AIM OF THE EXERCISE – Extend the article below on streaming and television's new golden age by writing the paragraphs that follow its final sentence.

TEXT SHOWN –
** begin **

Netflix and thrill

The TV business is changing, giving auteurs creative opportunities they’ve never had before. Gady Epstein settles in with the popcorn

By Gady Epstein

Binge-watching the second season of “Stranger Things”, the hit TV show that twin brothers Ross and Matt Duffer made for Netflix, viewers come to appreciate what they have created: not a season of television, but a nine-hour movie. This is no accident. Each episode is a “chapter” and the whole series is called “Stranger Things 2”, as if it were a sequel. By exploiting the full potential of streaming video, the Duffers are helping to redefine television.

This is TV’s new golden age. Shows like “The Sopranos” and “The Wire” brought a novelist’s taste for detailed storytelling, thematic depth and subtle characterisation that was rarely found in popular shows before 2000. Later “True Detective”, a cinematic thriller, proved that movie stars like Matthew McConaughey could make winning career turns on the small screen, and that directors like Cary Fukunaga could get noticed there too. Executives at HBO, which made those shows, reckoned that to get subscribers, they needed to produce quality programming that would generate passion and commitment from just one part of the audience – as opposed to the garbage that draws broad audiences for advertisers. The subscription model transformed television for the better.

** end **

GIVEN INFORMATION –
** begin **

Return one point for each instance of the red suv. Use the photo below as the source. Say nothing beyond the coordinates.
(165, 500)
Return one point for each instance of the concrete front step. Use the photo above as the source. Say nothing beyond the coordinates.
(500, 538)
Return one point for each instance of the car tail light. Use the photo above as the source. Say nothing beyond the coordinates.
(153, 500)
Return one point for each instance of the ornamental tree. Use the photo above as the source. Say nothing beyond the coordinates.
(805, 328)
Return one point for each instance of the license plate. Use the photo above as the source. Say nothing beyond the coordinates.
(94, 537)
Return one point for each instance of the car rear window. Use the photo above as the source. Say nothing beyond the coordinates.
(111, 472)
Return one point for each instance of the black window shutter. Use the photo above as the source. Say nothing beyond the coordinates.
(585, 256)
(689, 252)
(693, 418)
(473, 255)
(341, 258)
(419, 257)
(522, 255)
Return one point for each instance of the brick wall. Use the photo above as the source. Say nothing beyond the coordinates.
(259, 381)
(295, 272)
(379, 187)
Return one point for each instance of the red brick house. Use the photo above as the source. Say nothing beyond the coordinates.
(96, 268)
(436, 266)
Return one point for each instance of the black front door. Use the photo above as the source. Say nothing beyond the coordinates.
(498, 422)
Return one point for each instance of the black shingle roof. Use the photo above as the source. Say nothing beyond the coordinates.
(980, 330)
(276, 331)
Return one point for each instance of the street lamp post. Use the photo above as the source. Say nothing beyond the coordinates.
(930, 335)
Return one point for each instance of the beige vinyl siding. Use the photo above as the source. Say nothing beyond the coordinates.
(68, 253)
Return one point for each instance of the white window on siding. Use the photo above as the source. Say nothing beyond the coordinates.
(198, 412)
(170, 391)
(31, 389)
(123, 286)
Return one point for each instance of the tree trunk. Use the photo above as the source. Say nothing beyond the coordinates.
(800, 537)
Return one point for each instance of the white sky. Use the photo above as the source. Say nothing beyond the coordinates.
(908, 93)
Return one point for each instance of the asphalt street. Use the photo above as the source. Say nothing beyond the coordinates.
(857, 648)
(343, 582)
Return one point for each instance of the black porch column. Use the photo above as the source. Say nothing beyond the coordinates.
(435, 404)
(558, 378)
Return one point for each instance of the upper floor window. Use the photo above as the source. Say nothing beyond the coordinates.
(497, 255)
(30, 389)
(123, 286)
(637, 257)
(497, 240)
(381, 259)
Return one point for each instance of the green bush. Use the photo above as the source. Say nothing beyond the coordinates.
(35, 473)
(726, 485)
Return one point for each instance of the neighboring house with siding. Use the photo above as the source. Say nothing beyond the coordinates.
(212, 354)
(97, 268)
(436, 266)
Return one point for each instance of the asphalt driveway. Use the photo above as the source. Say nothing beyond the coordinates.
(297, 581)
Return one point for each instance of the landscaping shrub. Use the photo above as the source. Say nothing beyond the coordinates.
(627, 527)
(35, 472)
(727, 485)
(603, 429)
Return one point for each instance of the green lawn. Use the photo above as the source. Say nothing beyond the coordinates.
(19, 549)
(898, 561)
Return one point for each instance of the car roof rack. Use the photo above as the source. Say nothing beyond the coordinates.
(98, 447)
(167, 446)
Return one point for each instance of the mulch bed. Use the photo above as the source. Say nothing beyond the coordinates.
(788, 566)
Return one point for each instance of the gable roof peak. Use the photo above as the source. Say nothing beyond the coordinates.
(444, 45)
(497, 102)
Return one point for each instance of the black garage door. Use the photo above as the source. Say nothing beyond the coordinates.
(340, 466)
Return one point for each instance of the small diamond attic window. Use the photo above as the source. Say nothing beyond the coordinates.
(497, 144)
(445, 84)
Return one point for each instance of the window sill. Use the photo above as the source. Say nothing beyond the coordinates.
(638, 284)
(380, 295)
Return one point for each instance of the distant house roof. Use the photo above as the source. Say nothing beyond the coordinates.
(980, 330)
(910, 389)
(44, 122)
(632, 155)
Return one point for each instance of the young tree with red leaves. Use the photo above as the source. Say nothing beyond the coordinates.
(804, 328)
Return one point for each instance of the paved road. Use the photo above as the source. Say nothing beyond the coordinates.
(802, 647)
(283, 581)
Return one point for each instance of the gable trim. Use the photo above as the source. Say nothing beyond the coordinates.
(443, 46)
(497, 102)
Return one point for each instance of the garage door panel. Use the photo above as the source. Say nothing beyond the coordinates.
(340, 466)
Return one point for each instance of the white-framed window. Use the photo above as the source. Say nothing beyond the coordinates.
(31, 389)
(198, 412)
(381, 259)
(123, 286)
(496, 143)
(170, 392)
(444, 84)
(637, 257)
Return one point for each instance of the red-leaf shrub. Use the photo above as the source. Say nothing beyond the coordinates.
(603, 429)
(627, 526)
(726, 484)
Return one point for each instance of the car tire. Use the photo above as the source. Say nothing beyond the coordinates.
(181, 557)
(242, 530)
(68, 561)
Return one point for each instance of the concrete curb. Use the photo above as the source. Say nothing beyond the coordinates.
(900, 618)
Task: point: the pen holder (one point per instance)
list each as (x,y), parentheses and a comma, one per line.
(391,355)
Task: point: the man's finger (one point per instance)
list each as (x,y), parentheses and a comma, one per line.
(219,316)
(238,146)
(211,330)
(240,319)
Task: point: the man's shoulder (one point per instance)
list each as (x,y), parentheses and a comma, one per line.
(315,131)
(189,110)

** end **
** begin **

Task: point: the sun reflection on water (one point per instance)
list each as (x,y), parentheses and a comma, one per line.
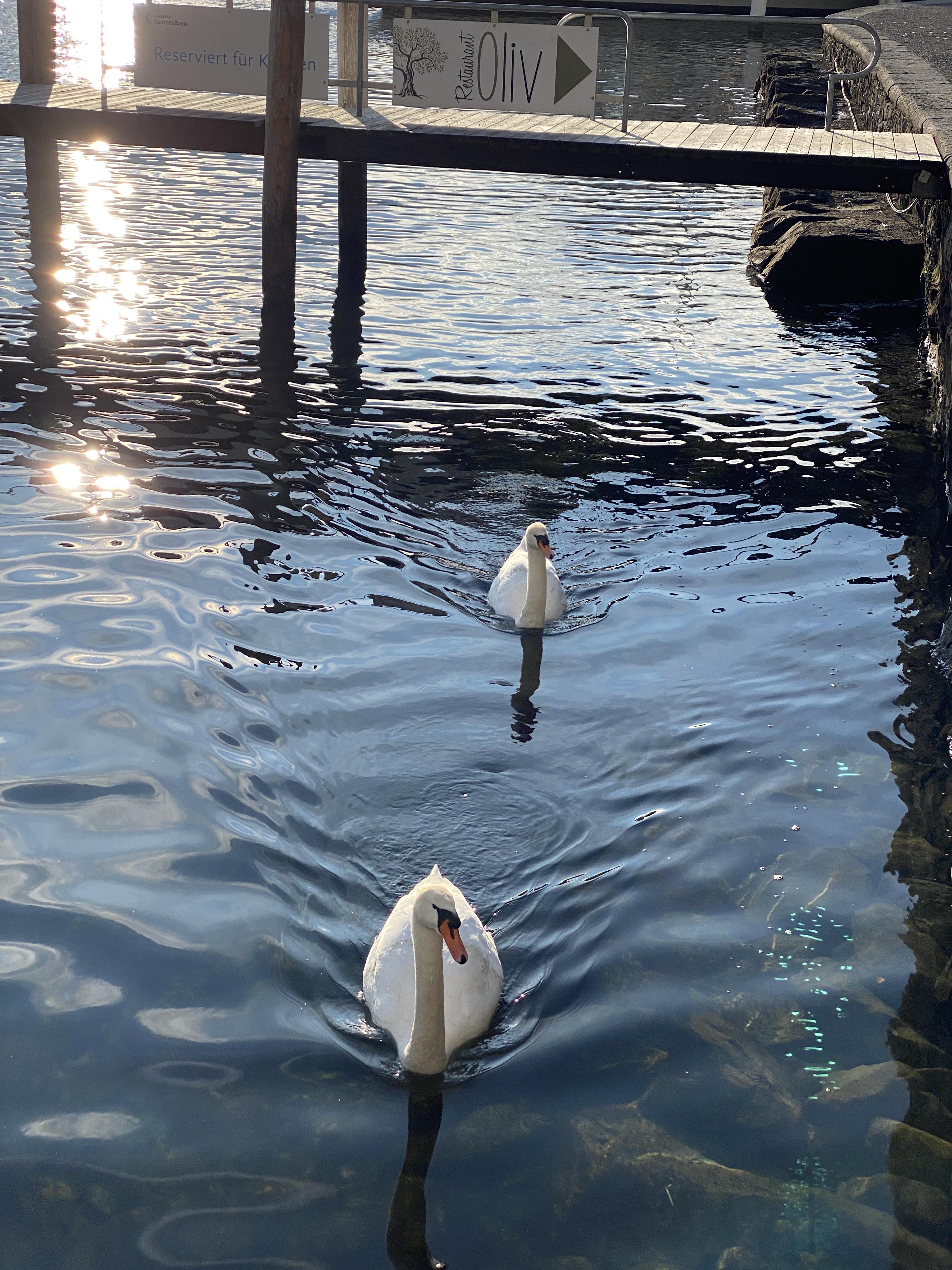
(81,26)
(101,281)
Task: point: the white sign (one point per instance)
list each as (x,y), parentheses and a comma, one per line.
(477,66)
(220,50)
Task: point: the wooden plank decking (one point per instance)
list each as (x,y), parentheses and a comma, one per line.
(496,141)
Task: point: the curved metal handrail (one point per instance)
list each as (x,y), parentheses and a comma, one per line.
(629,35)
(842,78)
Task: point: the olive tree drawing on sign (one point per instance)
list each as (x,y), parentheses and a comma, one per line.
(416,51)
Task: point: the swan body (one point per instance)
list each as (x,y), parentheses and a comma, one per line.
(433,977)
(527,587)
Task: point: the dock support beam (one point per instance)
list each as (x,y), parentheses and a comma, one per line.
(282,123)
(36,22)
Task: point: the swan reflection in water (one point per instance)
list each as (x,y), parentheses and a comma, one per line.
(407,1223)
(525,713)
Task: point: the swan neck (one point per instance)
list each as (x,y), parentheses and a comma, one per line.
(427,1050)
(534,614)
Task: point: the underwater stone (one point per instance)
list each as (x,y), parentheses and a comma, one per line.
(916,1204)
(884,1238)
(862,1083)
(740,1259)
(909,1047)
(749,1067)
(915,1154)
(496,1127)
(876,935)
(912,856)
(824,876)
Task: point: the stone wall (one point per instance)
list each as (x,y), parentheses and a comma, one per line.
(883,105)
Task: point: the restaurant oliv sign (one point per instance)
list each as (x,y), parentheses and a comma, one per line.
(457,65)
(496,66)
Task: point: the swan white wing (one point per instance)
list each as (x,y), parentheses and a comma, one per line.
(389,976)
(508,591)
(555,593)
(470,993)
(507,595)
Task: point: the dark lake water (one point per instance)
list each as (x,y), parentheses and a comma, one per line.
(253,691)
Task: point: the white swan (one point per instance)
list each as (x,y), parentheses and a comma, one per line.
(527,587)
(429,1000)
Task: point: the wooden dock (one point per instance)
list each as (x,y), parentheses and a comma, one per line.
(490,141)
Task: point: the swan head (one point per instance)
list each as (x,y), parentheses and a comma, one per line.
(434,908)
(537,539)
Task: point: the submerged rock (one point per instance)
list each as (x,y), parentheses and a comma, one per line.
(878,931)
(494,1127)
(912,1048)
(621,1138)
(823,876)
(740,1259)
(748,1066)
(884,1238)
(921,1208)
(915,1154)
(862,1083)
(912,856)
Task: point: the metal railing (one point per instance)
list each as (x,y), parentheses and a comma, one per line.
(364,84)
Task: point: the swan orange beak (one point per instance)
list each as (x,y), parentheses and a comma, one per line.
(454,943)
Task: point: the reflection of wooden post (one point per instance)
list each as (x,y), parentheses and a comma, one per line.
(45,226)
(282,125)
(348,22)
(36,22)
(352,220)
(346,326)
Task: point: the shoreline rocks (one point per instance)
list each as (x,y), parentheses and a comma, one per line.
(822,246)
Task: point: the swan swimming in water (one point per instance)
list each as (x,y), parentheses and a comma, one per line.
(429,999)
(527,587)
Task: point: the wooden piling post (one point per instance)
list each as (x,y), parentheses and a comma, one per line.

** end **

EXERCISE RESPONSE –
Now the streaming model is powering another transformation. The medium is becoming the playground for experimentation that cinema once was. The Coen brothers are coming to Netflix, with a Western anthology series. So, too, has David Fincher, with a drama about FBI agents tracking down serial killers in the 1970s called “Mindhunter”. Netflix, Amazon and now Apple are luring auteurs with astonishing sums of cash. But it is the combination of money and the increased artistic freedom that streaming allows that makes this era particularly special.

In “Stranger Things 2”, the suspense of the central storyline – deadly monsters threatening to cross over from the show’s creepy netherworld, the Upside Down – builds to a climax as it would in a good film. The long format allows the creators to develop multiple characters, building to a crescendo. Even minor characters that might seem one-dimensional at first are given enough time on screen for viewers to care about them.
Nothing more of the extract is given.